▶ _Location identification entries_
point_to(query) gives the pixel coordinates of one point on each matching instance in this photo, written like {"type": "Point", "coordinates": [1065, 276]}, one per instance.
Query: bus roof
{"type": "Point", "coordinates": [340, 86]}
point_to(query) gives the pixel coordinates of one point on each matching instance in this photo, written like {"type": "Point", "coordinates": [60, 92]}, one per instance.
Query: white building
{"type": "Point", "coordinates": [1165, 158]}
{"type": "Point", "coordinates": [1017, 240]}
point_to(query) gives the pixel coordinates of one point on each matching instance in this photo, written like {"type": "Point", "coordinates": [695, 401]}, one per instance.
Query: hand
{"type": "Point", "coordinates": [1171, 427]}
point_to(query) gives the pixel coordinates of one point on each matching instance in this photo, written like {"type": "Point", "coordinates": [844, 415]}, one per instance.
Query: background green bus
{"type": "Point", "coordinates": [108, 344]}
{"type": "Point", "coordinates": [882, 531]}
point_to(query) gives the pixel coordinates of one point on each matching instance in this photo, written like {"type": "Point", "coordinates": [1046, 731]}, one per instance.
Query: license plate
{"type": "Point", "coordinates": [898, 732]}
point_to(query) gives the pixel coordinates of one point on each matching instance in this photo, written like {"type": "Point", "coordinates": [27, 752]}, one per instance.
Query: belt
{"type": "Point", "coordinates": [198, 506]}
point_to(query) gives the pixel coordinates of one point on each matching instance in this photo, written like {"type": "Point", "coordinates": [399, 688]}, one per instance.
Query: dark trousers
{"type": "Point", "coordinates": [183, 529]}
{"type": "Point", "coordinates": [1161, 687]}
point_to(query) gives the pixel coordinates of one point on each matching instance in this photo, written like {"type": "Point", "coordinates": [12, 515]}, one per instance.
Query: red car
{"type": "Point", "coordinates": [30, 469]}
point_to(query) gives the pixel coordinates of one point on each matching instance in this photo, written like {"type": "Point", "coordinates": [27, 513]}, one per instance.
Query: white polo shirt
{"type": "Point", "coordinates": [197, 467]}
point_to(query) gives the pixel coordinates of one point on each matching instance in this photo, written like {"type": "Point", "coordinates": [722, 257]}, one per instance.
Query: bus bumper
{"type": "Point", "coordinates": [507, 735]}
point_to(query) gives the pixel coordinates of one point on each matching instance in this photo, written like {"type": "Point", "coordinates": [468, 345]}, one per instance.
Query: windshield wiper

▶ _TASK BRIEF_
Give the records above again, word for word.

▶ _RESULT OF THIS EXERCISE_
point_to(query) gives the pixel coordinates of one point on each matching instance in this photo, written like {"type": "Point", "coordinates": [1065, 276]}, one per instance.
Query: bus roof
{"type": "Point", "coordinates": [340, 86]}
point_to(query) gives the pixel coordinates of one point on each matching instance in this photo, written like {"type": "Point", "coordinates": [60, 92]}, one per instance.
Query: white building
{"type": "Point", "coordinates": [1165, 158]}
{"type": "Point", "coordinates": [1017, 240]}
point_to(query) gives the pixel coordinates of one point on each matching instance in this photo, written like {"type": "Point", "coordinates": [695, 401]}, one per instance.
Query: hand
{"type": "Point", "coordinates": [1171, 427]}
point_to(query) gives the pixel coordinates of one point on each matching instance in this photo, written like {"type": "Point", "coordinates": [844, 415]}, one per instance.
Query: background green bus
{"type": "Point", "coordinates": [108, 344]}
{"type": "Point", "coordinates": [882, 531]}
point_to(query) gives the pixel coordinates of one point on each matching instance in this photo, written like {"type": "Point", "coordinates": [1046, 731]}, one per instance.
Query: license plate
{"type": "Point", "coordinates": [898, 732]}
point_to(query) gives the pixel coordinates of one point on each matching instance in this photo, written like {"type": "Point", "coordinates": [27, 752]}, one per instance.
Query: belt
{"type": "Point", "coordinates": [198, 506]}
point_to(query) gives the pixel coordinates of one point on each matching instance in this photo, written like {"type": "Point", "coordinates": [399, 688]}, one per instance.
Query: dark trousers
{"type": "Point", "coordinates": [183, 529]}
{"type": "Point", "coordinates": [1161, 687]}
point_to(query) gives the pixel coordinates of one point on each matching instance in this photo, written like {"type": "Point", "coordinates": [12, 515]}, one per instance.
Query: red car
{"type": "Point", "coordinates": [30, 469]}
point_to(query) gives the pixel coordinates of one point on each matching instance in this photo, written like {"type": "Point", "coordinates": [27, 513]}, one per instance.
Query: white polo shirt
{"type": "Point", "coordinates": [197, 467]}
point_to(query) gives the pixel coordinates of one point on each matching instance in this photo, written like {"type": "Point", "coordinates": [722, 257]}, one per instance.
Query: bus bumper
{"type": "Point", "coordinates": [507, 735]}
point_to(query) gives the pixel coordinates of one point on each matching instance in this photo, written like {"type": "Point", "coordinates": [468, 345]}, one per instance.
Query: windshield wiper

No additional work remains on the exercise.